■ **To do**:
Output every record word for word.

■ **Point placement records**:
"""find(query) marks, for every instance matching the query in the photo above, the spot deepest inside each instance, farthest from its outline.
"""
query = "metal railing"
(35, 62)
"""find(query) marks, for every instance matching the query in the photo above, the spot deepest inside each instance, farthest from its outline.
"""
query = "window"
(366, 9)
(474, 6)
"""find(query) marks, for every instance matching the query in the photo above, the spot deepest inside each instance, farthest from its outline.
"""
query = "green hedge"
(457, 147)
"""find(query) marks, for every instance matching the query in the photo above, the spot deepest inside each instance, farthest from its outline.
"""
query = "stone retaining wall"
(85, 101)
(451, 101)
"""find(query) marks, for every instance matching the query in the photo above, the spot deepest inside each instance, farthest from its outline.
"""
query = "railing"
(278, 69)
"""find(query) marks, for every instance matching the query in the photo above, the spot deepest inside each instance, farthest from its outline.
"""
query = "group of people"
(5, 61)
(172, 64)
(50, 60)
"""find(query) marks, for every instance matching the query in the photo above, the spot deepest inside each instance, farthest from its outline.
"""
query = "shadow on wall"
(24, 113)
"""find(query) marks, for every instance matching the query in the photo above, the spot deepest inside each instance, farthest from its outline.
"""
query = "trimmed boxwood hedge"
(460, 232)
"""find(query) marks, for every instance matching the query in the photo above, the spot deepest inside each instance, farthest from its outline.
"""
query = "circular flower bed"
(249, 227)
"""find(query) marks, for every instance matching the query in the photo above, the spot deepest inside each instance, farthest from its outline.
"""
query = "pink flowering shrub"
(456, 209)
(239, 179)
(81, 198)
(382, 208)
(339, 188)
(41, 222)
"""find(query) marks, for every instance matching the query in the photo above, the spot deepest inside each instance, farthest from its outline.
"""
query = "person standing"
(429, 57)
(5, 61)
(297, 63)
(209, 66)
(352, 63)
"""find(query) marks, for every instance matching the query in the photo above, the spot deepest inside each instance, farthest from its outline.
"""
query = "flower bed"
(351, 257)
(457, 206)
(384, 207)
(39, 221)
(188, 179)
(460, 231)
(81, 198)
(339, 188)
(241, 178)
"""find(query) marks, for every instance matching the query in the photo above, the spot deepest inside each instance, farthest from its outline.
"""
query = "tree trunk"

■ **Response to this task**:
"""find(query) marks, for every instance matching the query in the photo above, the spot deepest inside each instance, farthest from its outline.
"""
query = "metal railing"
(35, 62)
"""find(query) marks, for every instance matching the query in the photo above, the spot deepest inside each instance, farthest from its outline.
"""
query = "window"
(366, 9)
(474, 6)
"""find(query) marks, for every instance matching the query in the photo above, the spot deepest inside each instance, farthest from its outline.
"""
query = "green hedge"
(457, 147)
"""find(query) marks, for every instance matching the query in the photo above, the spot deepest inside each instance, farthest from its outline.
"""
query = "stone retaining wall"
(85, 101)
(451, 101)
"""find(query) marks, for every instance matching the query in the photo above, the spot deepest inside each instance, farthest from its outline.
"""
query = "railing"
(278, 69)
"""find(query) marks, for every instance matching the query in the photo above, the spot deepest inside each instance, farthest from its outline.
"""
query = "group of people"
(5, 61)
(172, 64)
(50, 60)
"""find(query) marks, for every instance matching the query in the photo above, the spot deepest inside each instance, farthest from its outline.
"""
query = "shadow on wall"
(24, 113)
"""find(query) marks, for every instance matching the query in the photo above, the spot deepest inside each instance, farthest from its outline.
"""
query = "trimmed boxwood hedge"
(460, 232)
"""find(query) marks, for every instance matching the query in the photo above, the spot deepest inside each instance, farthest from its outline.
"""
query = "circular flower bed"
(249, 227)
"""find(query) marks, for every instance matching the query in the photo above, the spot deepest inside each instance, farthest from its outline.
"""
query = "pink flowering shrub"
(456, 209)
(239, 179)
(81, 198)
(382, 208)
(339, 188)
(41, 222)
"""find(query) marks, for every instance matching the query in the photo above, the spot deepest inside each instance, farthest from its outline.
"""
query = "person standing"
(429, 57)
(5, 61)
(297, 63)
(209, 66)
(352, 63)
"""find(query) marks, for every instance matching the query in the photo above, the spot deepest inside each instance, farthest from its outline.
"""
query = "flower bed"
(351, 257)
(457, 206)
(384, 207)
(39, 221)
(188, 179)
(460, 231)
(81, 198)
(339, 188)
(241, 178)
"""find(query) marks, for every instance matching the query in the photo above, the spot deepest inside each instance, farthest from its outline.
"""
query = "tree trunk"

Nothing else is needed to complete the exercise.